***** EXERCISE PASSAGE *****

Bill Clinton Opens Bosnia Massacre Memorial

Beth Kampschror

Correspondent

Srebrenica, Bosnia (CNSNews.com) - Former President Bill Clinton was excoriated by prominent Republicans and peace groups alike for not intervening early enough in the 1992-95 war in Bosnia, yet survivors of one of the war's most horrific massacres picked him to open a memorial to the victims.

"We think it's good, I think it's good," said Munira Hirkic, a Muslim woman in her 60s whose husband disappeared after a U.N.-declared "safe area" in Srebrenica fell to the Bosnian Serb army in July 1995. Around 8,000 Muslim men and boys were killed in the massacre.

"He's a good man -- he prepared food packages for us, and we were so hungry," Hirkic said, thankful for the wartime humanitarian aid the Clinton administration had authorized.

Hirkic's sentiments are common among Bosnian Muslims, though many also wonder why Clinton didn't act until after the massacre.

"(Srebrenica) enabled me to secure NATO support for the bombing that led to the peace that put Bosnia-Herzegovina back on the long road to a normal life," Clinton said at the opening of the memorial Saturday.

***** INFORMATION PROVIDED *****

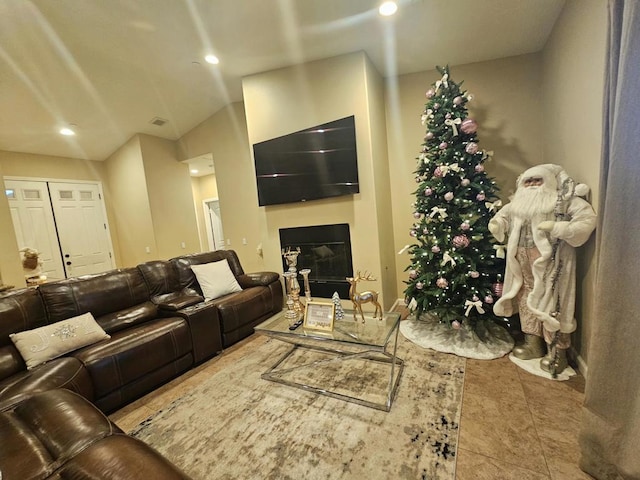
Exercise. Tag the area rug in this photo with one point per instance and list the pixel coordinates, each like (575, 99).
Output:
(235, 425)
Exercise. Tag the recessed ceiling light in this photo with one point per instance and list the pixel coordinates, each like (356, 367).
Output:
(388, 8)
(67, 131)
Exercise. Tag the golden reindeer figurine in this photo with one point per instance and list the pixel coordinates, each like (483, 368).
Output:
(358, 299)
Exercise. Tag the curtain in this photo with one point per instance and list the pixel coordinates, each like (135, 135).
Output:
(610, 429)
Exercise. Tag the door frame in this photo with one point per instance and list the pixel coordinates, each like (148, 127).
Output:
(207, 223)
(103, 206)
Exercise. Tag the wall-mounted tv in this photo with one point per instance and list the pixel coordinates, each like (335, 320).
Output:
(317, 162)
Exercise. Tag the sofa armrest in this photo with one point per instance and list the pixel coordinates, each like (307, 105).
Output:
(257, 279)
(204, 326)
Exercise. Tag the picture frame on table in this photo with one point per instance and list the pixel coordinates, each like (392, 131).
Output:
(319, 316)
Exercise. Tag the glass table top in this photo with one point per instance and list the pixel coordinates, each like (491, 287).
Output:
(374, 332)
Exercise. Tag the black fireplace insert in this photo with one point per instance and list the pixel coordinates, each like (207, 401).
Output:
(326, 250)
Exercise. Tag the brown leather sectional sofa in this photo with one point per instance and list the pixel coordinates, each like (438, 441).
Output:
(159, 327)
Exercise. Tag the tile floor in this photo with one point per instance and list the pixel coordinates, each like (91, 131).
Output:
(514, 425)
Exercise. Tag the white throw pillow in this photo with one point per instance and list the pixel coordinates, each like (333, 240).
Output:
(216, 279)
(42, 344)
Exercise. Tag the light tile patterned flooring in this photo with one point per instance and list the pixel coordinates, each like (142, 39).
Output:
(514, 425)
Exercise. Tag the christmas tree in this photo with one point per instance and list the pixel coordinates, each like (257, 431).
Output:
(454, 263)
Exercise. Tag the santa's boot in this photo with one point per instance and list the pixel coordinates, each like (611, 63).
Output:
(533, 347)
(555, 362)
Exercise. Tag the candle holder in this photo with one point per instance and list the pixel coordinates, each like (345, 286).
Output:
(291, 257)
(307, 290)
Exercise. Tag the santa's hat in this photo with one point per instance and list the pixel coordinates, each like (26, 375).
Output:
(557, 178)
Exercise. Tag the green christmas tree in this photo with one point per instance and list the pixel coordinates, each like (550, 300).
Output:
(454, 263)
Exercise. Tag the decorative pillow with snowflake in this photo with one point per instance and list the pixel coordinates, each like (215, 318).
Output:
(42, 344)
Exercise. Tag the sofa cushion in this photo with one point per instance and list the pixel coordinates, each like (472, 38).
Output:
(216, 279)
(135, 352)
(243, 307)
(101, 294)
(120, 457)
(187, 278)
(47, 429)
(42, 344)
(64, 372)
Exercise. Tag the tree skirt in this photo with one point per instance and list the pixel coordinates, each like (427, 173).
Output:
(487, 342)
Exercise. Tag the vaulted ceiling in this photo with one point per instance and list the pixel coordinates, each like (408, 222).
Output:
(110, 67)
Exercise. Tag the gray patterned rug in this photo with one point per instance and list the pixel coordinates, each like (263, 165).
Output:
(235, 425)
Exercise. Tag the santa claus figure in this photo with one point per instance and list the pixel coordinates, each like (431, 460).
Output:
(544, 222)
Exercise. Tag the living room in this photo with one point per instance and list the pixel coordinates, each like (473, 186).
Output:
(526, 106)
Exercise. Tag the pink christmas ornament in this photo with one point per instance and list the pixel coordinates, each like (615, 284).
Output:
(471, 148)
(460, 241)
(469, 125)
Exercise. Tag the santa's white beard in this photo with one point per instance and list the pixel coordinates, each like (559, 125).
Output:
(533, 201)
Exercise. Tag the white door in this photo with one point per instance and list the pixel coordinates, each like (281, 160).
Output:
(33, 223)
(82, 228)
(213, 222)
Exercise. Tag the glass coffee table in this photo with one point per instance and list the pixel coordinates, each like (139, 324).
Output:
(355, 362)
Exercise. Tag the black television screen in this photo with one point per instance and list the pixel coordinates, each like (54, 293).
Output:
(317, 162)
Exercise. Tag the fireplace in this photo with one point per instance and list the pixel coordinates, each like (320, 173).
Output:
(326, 250)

*****

● **REQUIREMENT 1**: Retype the passage on the Srebrenica memorial between "Hirkic's sentiments are" and "the memorial Saturday.", inclusive.
● **REQUIREMENT 2**: Carry the article about Bill Clinton opening the Srebrenica memorial forward from the point where it stops.
The records were taken from a separate source.

● **WRITTEN ANSWER 1**:
Hirkic's sentiments are common among Bosnian Muslims, though many also wonder why Clinton didn't act until after the massacre.

"(Srebrenica) enabled me to secure NATO support for the bombing that led to the peace that put Bosnia-Herzegovina back on the long road to a normal life," Clinton said at the opening of the memorial Saturday.

● **WRITTEN ANSWER 2**:
About 15,000 people, mostly women, gathered to bury 107 victims of the massacre at the site. NATO bombings later in 1995 brought the warring parties to the negotiating table in Dayton, Ohio, ending a war that killed 200,000 and created 2 million refugees.

"Those most responsible for the atrocities - the leaders - have not been apprehended," Clinton said, referring to Bosnian Serb wartime military leader Ratko Mladic and political leader Radovan Karadzic, both of whom have been on the run for eight years since the U.N. war crimes tribunal indicted them for genocide after Srebrenica.

"The search for them must continue until they are. We owe it to the men and boys buried in this hallowed ground; we owe it to the wives and children who survived them," he said.

War criminals aside, Bosnia's most pressing problem is unemployment: The one million refugees who have returned home since the end of the war can't find work. Only about 2,000 Muslims have returned to the Srebrenica area, where factories stand in ruins.

"There's not much work here," Hirkic said. There are few men with the women who've returned to Srebrenica in the past two years.

"Now there are a lot of us, and we have each other, and OK, it's nice to be back in your own house, but it'll never be as nice as it was -- my husband is gone, my son is gone, the male neighbors are gone. It's rare, rare for anyone to have (a man in the house)," she said.

The men have so far been found in hundreds of mass graves scattered throughout the country. No one knows how many more remain to be found. But finding these so-called "secondary graves" - in which military officials secretly reburied bodies after moving them from the original sites - depends on witnesses or anonymous tips.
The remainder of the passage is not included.